Directions:
A. Which types of wood does the firewood discussion mention by name? List every one.
B. In the firewood discussion, what price per cord does the seller charge for the oak and white birch mix?
C. Reproduce the part of the firewood discussion from "I found a guy" up to and including "average oak log.".
--- Passage given ---
I found a guy this year who will deliver 10 cords, 8 foot lengths, of a 50/50 mix of oak and white birch for $100 a cord. I've never burned white birch in an outdoor boiler and I don't know if it will go 12 hours like the oak or not. It is smaller diameter than the average oak log.

I want to make sure I'm not buying lousy wood. If I hold out for all oak, I'm not sure of this year's prices and I could end up finding nothing. What would you do? What is your experience with white oak?

The birch was recently cut. Not seasoned.
 
White Birch is no Oak, but at $100 a cord I don't think that's a bad deal at all. You could use the White Birch during the day when you're around to refill your boiler and save the Oak for overnights and the very cold days. White Birch is like a Black Cherry or an Elm, not bad on the BTU scale.
 
As long a white birch is split its a good intermediate wood, it dries faster than oak but is not going to burn as long. If its not split it will rot in the pile in a matter of months.
 
Did anyone see a recent Yukon men where Tanana brought in a massive amount of birch to feed the boilers? Its from a massive road building project into Tanana and put the guy who used to supply wood to them out of business. They didn't go into detail but I was thinking man that's a big pile of birch but it will be rotten by next year.
 
Did anyone see a recent Yukon men where Tanana brought in a massive amount of birch to feed the boilers? Its from a massive road building project into Tanana and put the guy who used to supply wood to them out of business. They didn't go into detail but I was thinking man that's a big pile of birch but it will be rotten by next year.
Yep. I love that show.
 
It doesn't have to rot, just run a saw lengthwise up the length of the trunks and it will survive. (but it was a big pile of wood).
 
It doesn't have to rot, just run a saw lengthwise up the length of the trunks and it will survive. (but it was a big pile of wood).
I agree. Thats what I do on my birch rounds that I dont split. I was yelling at the TV " You have to zip it! You have to zip it"! Maybe buddies firewood business will come back and he can add his new business as lumber mill and multi task!
 
So I just got 10 cords delivered and another 10 coming. Half oak and half birch. We'll see how it goes. I won't be cutting the bark to dry the wood or anything like that. I hope to burn it all this winter.

I don't split wood unless its too big to handle. I don't stack wood. I pick a load of logs up with the grapple on my skid steer, carry them over to the boiler building and then I jump out and cut them to length and let them fall into a pile. I can cut enough in an hour to last a whole week. Then the next week I do it again. My goal is to not handle the wood.

If I have really big stuff, I have a 30 ton splitter that I built for the skid steer. I let the skid do all the work.

One thing with the birch is its going to be really easy to handle!
 
Can you explain this technique?
--- Collected material ---
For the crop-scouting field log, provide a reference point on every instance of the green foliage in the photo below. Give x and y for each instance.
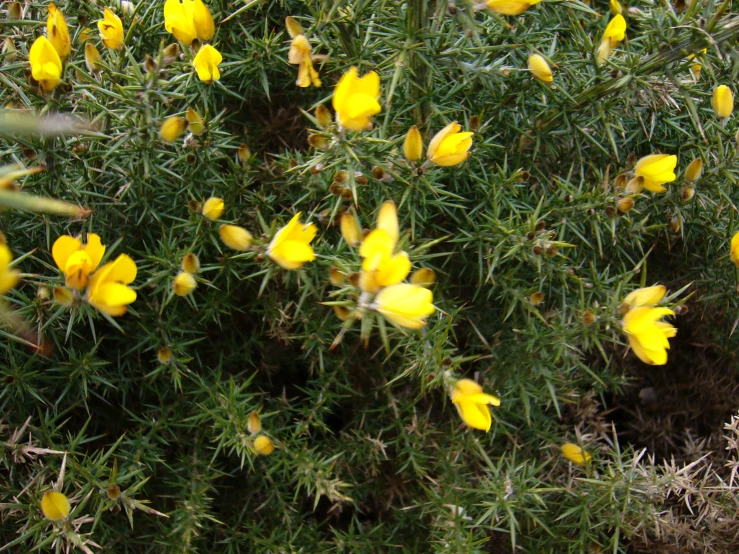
---
Answers by task:
A. Oak, white birch, white oak, black cherry, elm

B. $100 a cord.

C.
I found a guy this year who will deliver 10 cords, 8 foot lengths, of a 50/50 mix of oak and white birch for $100 a cord. I've never burned white birch in an outdoor boiler and I don't know if it will go 12 hours like the oak or not. It is smaller diameter than the average oak log.